▸ **Description of the task**: Reproduce the rows below verbatim, from the beginning through the line containing "column 740, row 599", both ends included. Omit the pictures from your output.

### Input for this task ###

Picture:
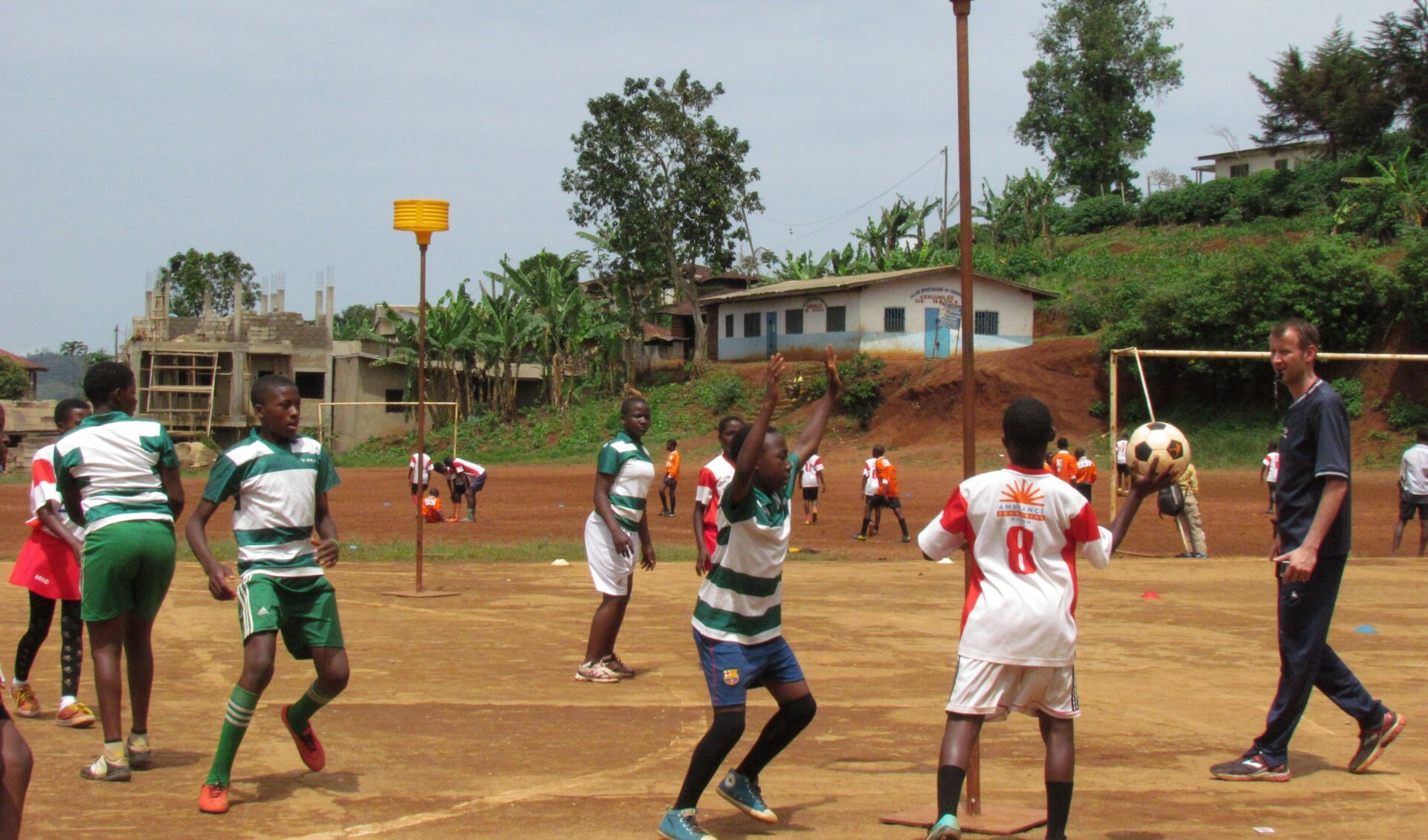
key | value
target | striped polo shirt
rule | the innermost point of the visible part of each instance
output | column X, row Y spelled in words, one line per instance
column 115, row 461
column 633, row 470
column 274, row 503
column 740, row 599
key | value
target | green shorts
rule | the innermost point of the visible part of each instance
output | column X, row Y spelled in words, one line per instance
column 303, row 610
column 127, row 568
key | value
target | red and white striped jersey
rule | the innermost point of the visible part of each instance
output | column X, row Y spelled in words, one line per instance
column 1026, row 528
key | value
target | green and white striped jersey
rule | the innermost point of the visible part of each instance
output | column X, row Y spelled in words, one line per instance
column 742, row 596
column 274, row 503
column 115, row 459
column 633, row 470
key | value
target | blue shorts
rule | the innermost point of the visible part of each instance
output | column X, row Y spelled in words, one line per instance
column 732, row 669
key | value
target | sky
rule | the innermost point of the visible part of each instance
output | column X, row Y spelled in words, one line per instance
column 283, row 132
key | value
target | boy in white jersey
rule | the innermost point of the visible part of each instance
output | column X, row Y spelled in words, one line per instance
column 279, row 481
column 119, row 476
column 714, row 476
column 1024, row 528
column 616, row 531
column 737, row 621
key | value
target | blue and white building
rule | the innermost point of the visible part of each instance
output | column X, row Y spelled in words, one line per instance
column 894, row 314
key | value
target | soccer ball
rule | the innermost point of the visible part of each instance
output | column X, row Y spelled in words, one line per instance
column 1157, row 441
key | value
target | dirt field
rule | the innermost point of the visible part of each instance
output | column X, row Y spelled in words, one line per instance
column 463, row 720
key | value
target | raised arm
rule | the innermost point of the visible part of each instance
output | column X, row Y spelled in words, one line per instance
column 811, row 436
column 743, row 481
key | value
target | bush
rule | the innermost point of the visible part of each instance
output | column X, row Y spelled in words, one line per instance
column 1093, row 216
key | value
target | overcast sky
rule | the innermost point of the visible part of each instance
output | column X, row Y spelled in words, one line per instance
column 283, row 132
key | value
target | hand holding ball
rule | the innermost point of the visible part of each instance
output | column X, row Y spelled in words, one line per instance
column 1157, row 441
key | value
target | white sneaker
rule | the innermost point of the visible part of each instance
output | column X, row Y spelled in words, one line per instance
column 596, row 672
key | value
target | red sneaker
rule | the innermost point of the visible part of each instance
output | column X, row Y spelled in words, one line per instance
column 307, row 743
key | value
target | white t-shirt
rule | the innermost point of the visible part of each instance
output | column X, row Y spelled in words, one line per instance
column 870, row 476
column 1414, row 470
column 1271, row 467
column 1026, row 529
column 810, row 471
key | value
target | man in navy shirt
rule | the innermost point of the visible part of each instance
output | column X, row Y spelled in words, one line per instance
column 1310, row 551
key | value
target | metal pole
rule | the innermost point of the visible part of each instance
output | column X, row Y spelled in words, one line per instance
column 422, row 402
column 964, row 178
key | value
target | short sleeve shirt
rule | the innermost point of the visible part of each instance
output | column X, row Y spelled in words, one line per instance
column 742, row 596
column 115, row 462
column 630, row 464
column 274, row 492
column 1314, row 447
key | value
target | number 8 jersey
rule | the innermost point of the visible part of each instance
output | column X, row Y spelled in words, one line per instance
column 1026, row 528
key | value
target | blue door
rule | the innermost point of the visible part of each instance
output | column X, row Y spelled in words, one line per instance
column 939, row 337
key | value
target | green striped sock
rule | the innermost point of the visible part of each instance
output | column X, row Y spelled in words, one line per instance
column 306, row 706
column 234, row 726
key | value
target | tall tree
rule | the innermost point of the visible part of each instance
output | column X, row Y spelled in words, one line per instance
column 1400, row 45
column 189, row 276
column 1339, row 94
column 1101, row 60
column 663, row 181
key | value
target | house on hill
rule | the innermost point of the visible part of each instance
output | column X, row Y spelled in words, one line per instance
column 895, row 314
column 1246, row 161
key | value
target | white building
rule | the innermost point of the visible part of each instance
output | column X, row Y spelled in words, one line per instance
column 894, row 314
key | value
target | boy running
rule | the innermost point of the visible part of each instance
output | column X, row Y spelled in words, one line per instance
column 672, row 476
column 49, row 568
column 714, row 476
column 811, row 482
column 1017, row 647
column 119, row 478
column 464, row 478
column 737, row 625
column 279, row 482
column 616, row 531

###

▸ **Written answer**:
Picture:
key | value
target | striped polo shirt
rule | the innermost point of the visible part of each instance
output | column X, row Y spelled in words, one line per instance
column 115, row 461
column 633, row 470
column 274, row 503
column 740, row 599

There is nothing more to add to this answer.